What to work on:
Write the data out in full and word for word. Do not include images.

[Saved entries]
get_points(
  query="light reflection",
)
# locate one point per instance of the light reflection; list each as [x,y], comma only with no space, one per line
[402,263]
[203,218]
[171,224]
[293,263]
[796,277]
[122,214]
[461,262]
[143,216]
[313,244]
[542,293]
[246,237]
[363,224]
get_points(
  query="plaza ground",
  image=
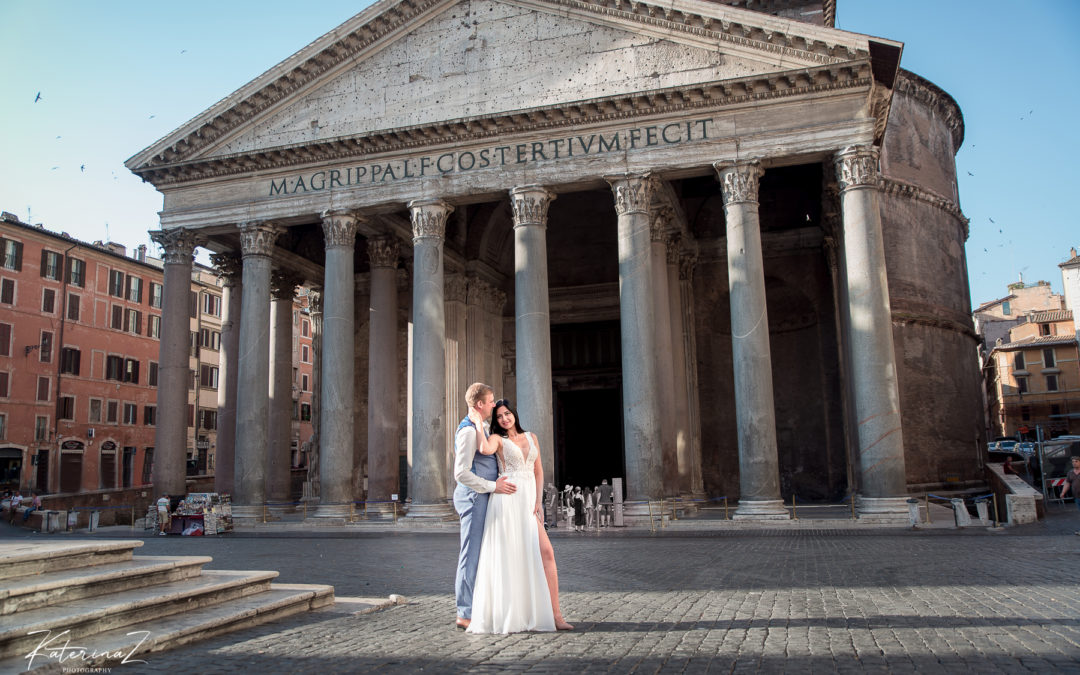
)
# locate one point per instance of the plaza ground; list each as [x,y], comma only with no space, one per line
[725,599]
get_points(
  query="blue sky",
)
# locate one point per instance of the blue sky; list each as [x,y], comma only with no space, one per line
[116,76]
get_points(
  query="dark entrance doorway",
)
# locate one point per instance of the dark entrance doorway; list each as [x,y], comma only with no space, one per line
[586,367]
[589,446]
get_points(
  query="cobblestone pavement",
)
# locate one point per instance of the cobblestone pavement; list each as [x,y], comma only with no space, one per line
[738,601]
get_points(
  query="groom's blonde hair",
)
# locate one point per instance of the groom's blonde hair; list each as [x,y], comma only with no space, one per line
[475,392]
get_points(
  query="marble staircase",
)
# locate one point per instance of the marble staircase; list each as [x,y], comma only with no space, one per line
[85,604]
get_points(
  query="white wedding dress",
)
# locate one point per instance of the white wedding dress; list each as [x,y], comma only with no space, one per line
[511,593]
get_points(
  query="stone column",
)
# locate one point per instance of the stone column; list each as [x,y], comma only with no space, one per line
[336,400]
[531,319]
[680,402]
[457,378]
[313,490]
[382,393]
[229,270]
[280,420]
[640,410]
[882,476]
[171,435]
[662,339]
[755,415]
[253,375]
[686,265]
[429,362]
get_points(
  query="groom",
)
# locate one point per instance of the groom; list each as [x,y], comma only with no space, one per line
[477,476]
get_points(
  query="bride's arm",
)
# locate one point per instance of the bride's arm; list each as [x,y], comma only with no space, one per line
[488,445]
[538,472]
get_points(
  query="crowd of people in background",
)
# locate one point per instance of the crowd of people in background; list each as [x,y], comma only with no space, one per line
[580,508]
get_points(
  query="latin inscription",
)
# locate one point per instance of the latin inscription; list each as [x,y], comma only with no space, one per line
[463,161]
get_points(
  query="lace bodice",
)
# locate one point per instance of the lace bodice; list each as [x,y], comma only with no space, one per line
[511,459]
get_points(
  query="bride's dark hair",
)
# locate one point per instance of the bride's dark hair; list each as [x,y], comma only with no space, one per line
[504,403]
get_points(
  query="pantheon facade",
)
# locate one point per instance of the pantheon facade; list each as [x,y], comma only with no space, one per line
[712,247]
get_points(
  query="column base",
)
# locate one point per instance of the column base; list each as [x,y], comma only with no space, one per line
[338,512]
[432,512]
[760,510]
[882,509]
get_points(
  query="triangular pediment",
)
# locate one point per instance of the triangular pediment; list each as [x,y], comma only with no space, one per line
[406,64]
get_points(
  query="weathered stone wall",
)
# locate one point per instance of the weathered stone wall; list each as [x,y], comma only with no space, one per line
[925,234]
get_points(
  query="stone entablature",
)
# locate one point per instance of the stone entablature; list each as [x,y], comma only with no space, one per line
[738,30]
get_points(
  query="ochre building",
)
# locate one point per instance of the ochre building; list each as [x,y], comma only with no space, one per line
[714,251]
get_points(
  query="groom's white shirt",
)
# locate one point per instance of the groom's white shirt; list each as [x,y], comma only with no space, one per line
[464,450]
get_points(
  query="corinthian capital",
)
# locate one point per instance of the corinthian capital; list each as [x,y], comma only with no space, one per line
[229,267]
[339,228]
[383,252]
[632,192]
[178,244]
[429,218]
[739,180]
[858,167]
[257,239]
[530,205]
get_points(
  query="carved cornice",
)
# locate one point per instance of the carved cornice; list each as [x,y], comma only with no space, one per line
[931,95]
[339,228]
[906,190]
[858,167]
[257,239]
[229,268]
[739,181]
[429,218]
[633,192]
[473,130]
[308,68]
[530,204]
[283,284]
[383,252]
[178,245]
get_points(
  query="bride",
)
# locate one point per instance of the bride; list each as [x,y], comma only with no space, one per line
[512,592]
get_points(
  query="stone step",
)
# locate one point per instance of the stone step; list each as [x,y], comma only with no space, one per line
[25,558]
[86,617]
[26,593]
[139,640]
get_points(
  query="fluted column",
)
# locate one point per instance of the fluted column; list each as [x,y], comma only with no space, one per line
[171,435]
[531,319]
[253,377]
[336,402]
[661,300]
[882,476]
[686,265]
[382,393]
[679,400]
[640,414]
[229,270]
[755,415]
[280,420]
[428,390]
[457,378]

Written reply:
get_points(
  query="light reflection",
)
# locate one point per instance of the light reflection; list each as [x,y], comma only with no space, one per line
[402,263]
[203,218]
[171,224]
[293,263]
[796,277]
[122,214]
[461,262]
[143,216]
[313,244]
[542,293]
[246,237]
[363,224]
get_points(
  query="plaza ground",
  image=
)
# locate one point per instance of the plaza ground; list each as [x,y], comma only with no space, one per line
[725,599]
get_points(
  query="blue sky",
)
# locate one point per instance of the blue sky; list each as [x,y], comma only with no space, one per line
[116,76]
get_points(
  query="dark entrance doorway",
)
# locate one point per instance of the dark entrance doorway; list each as [x,y], comma only with no space, one per line
[586,367]
[589,446]
get_points(
  query="cobblestone pavement",
)
# locate one point per instance of the cobblestone pavement; list each as [x,y], comma only with no space, one per line
[738,601]
get_points(
  query="groom's blonde hair",
)
# locate one point per instance of the groom's blonde hair; list each as [x,y], comma only with no space, one per line
[475,392]
get_points(
  query="marble staircase",
)
# locate one point per instance of the marble staircase; list each as [x,y], comma only with no space, one per line
[85,604]
get_points(
  query="white wedding dress",
)
# locate one point per instance of the white wedding dress; list each as [x,y], comma only with no space, one per line
[511,593]
get_points(
  query="stone column",
)
# locate one point per instance of the stone column; list each as [x,y], comma only with no space, one per line
[336,400]
[531,319]
[680,402]
[457,378]
[313,490]
[382,393]
[229,270]
[280,420]
[640,410]
[882,476]
[171,435]
[662,339]
[755,415]
[253,375]
[686,265]
[429,362]
get_points(
  query="groom",
)
# locate one point per instance of the groom; list each as [x,y], comma only with no space, one per line
[477,476]
get_points(
  query="bride's arm",
)
# locate one point per instance of the bride's arm; list each as [x,y], comma only with no space, one per line
[488,445]
[538,472]
get_points(
  query="crowd of people in background",
)
# locate one point per instance of the crowd of people in background; list each as [x,y], comma only with no space, one per line
[580,508]
get_points(
  query="latin inscription",
)
# locate one point per instance of the latin inscription; list each as [x,y], comma only with no space, one per line
[463,161]
get_points(
  query="lace bodice",
)
# locate one point per instance of the lace bodice; list each as [x,y], comma only with no space, one per line
[511,459]
get_points(
  query="bride's dark hair",
)
# locate one point per instance of the bride's dark hair; list each as [x,y], comma only with no space, one per line
[504,403]
get_points(
  query="pantheon facade",
)
# locate one point per instance of the pantheon facade; list each as [x,y], comma only with no space, one per line
[712,247]
get_points(
  query="column base",
)
# locate one point per instance of the column base; list each as [x,y], comma only with no space, one per line
[338,512]
[432,512]
[760,510]
[882,509]
get_points(
  query="triangular pediment",
)
# locate one point per instance of the triangular pediment; list each as [x,y], comma only with no space, one per line
[406,64]
get_points(
  query="weathered stone wall",
)
# locate one point per instance of the weathered stone wall; list each as [x,y], comma only with no space, one per line
[925,234]
get_points(
  query="stone entablature",
)
# locate one point per instance of the stone entablature; list each as [x,y], comma only with no space, one per line
[738,30]
get_points(
  query="ochre building",
)
# locate one point per instance of the ochre building; list each as [x,y], comma only with no space, one per line
[714,251]
get_points(
  query="groom's white shirt",
)
# locate one point per instance of the groom's white shirt; list each as [x,y], comma only with no space, one per line
[464,450]
get_points(
  query="corinthian capital",
)
# locate one point per instance of the corinthian capital; list each as [x,y], comma only with no space, one per line
[229,267]
[339,228]
[383,252]
[632,192]
[178,244]
[429,218]
[739,180]
[858,167]
[257,239]
[530,205]
get_points(
  query="carved cornice",
)
# locate one point per instance of the carved cornice; list each as [x,y], comma only with no space, one per line
[931,95]
[339,228]
[906,190]
[858,167]
[257,239]
[229,268]
[739,181]
[429,218]
[633,192]
[473,130]
[308,68]
[530,204]
[283,284]
[383,252]
[178,245]
get_points(
  query="bride",
)
# locate one point per instance of the bride; list each as [x,y], comma only with no space, one per line
[512,592]
get_points(
  query="stone step",
)
# locate one point per instance of the stone step; list each as [x,y], comma only with no space, one per line
[25,558]
[86,617]
[26,593]
[139,640]
get_points(
  query="fluted column",
)
# locate one point per instance of the fluted column; list each as [x,y], comma only with no space, one per line
[171,435]
[531,319]
[253,377]
[336,402]
[661,300]
[882,476]
[686,265]
[382,393]
[679,400]
[640,414]
[229,270]
[755,415]
[280,420]
[428,390]
[457,378]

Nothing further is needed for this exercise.